** Task inputs follows **
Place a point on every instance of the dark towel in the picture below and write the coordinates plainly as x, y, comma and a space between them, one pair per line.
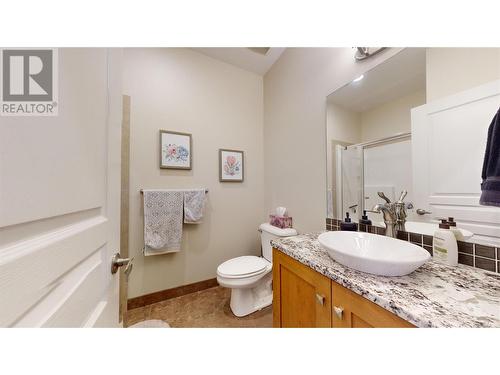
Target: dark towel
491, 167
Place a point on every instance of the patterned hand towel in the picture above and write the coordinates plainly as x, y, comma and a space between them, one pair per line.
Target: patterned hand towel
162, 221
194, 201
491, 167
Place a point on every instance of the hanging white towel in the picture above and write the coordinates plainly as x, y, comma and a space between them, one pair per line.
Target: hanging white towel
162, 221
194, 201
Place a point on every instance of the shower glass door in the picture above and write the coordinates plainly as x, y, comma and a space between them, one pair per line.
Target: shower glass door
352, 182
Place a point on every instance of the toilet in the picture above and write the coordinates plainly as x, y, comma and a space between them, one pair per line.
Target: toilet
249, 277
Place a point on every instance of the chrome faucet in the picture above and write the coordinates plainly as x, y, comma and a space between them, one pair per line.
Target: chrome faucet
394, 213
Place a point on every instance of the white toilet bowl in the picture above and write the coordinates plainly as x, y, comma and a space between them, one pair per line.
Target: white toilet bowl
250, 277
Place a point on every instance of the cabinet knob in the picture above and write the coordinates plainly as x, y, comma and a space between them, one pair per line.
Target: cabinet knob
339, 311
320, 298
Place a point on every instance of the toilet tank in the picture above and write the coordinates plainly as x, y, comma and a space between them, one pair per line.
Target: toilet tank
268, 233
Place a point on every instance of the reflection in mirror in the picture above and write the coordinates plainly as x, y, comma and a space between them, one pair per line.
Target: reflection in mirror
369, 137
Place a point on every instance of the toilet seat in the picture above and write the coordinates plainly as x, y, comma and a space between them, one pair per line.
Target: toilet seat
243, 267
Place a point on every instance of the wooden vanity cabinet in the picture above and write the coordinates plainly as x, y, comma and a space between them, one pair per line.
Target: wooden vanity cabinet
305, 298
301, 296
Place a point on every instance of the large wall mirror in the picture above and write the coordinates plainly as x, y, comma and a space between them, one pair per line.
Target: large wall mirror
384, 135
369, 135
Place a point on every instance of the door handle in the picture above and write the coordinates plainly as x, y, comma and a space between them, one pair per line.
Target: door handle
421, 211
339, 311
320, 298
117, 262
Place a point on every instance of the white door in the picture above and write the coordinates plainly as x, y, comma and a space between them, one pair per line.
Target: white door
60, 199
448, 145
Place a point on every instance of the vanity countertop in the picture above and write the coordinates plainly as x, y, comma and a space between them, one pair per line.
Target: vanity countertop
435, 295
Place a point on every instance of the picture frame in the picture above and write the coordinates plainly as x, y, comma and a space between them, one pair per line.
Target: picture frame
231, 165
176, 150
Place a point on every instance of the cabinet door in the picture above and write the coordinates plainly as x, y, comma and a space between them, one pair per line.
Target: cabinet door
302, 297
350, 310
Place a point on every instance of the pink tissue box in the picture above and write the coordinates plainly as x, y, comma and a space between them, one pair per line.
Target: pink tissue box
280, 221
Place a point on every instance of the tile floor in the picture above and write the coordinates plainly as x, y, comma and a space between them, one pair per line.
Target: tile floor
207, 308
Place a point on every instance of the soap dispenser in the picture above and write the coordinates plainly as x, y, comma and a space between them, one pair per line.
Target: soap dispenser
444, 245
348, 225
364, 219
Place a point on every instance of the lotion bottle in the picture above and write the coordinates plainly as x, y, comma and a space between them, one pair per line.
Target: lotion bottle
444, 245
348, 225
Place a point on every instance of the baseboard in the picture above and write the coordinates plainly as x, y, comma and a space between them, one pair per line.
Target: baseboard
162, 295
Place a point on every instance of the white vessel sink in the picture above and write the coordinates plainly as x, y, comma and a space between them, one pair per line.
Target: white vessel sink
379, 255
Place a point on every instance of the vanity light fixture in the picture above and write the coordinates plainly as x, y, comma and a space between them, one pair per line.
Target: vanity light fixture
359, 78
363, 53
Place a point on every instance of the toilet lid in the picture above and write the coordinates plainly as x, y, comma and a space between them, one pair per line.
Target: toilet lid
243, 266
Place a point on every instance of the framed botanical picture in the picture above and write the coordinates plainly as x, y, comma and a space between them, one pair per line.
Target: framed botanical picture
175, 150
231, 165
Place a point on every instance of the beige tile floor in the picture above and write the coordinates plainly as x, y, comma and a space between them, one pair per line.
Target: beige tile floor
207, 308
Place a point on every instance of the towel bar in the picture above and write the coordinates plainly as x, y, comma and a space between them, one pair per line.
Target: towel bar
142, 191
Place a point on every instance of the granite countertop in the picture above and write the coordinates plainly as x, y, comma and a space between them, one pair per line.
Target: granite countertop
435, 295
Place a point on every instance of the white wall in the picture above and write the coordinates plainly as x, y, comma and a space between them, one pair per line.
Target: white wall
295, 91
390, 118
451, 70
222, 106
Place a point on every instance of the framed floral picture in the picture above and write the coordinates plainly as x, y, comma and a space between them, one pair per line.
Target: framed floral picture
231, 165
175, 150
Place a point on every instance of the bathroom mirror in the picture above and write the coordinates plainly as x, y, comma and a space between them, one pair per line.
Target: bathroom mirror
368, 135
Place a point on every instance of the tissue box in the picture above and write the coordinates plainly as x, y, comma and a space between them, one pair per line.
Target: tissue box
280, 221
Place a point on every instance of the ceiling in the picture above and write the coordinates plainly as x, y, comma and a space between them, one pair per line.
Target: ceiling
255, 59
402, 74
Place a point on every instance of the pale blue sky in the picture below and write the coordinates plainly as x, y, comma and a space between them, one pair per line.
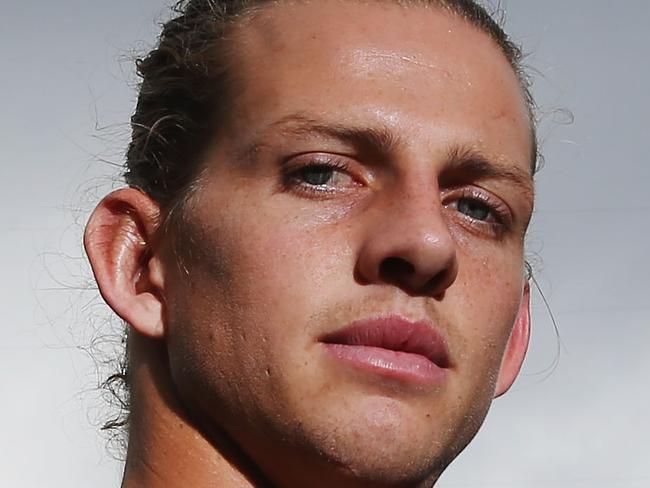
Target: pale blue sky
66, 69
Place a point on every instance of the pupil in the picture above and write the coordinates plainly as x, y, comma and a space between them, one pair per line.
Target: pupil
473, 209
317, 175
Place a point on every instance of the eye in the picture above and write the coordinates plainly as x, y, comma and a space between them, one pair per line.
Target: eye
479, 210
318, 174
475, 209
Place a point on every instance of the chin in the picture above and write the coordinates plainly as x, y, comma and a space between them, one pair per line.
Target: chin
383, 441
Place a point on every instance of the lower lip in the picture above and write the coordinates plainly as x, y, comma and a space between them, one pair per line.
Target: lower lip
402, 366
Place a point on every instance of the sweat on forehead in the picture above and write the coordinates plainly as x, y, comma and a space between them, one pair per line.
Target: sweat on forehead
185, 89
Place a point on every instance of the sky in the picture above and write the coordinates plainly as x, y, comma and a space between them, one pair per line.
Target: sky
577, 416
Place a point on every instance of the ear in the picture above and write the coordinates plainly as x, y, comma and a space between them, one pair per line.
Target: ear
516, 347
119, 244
** End of Task inputs **
# [What the exercise asks]
Across the records above, show each line containing the word "below".

# [Written answer]
Place a point on every instance of the dark towel in the picture below and write the coordinates plainly as x, y, comma and a space between them, one pair per line.
Place a point on every instance of the pale blue sky in the picture below and write the coordinates plainly as x, y, comma and a space between them, one pair per line.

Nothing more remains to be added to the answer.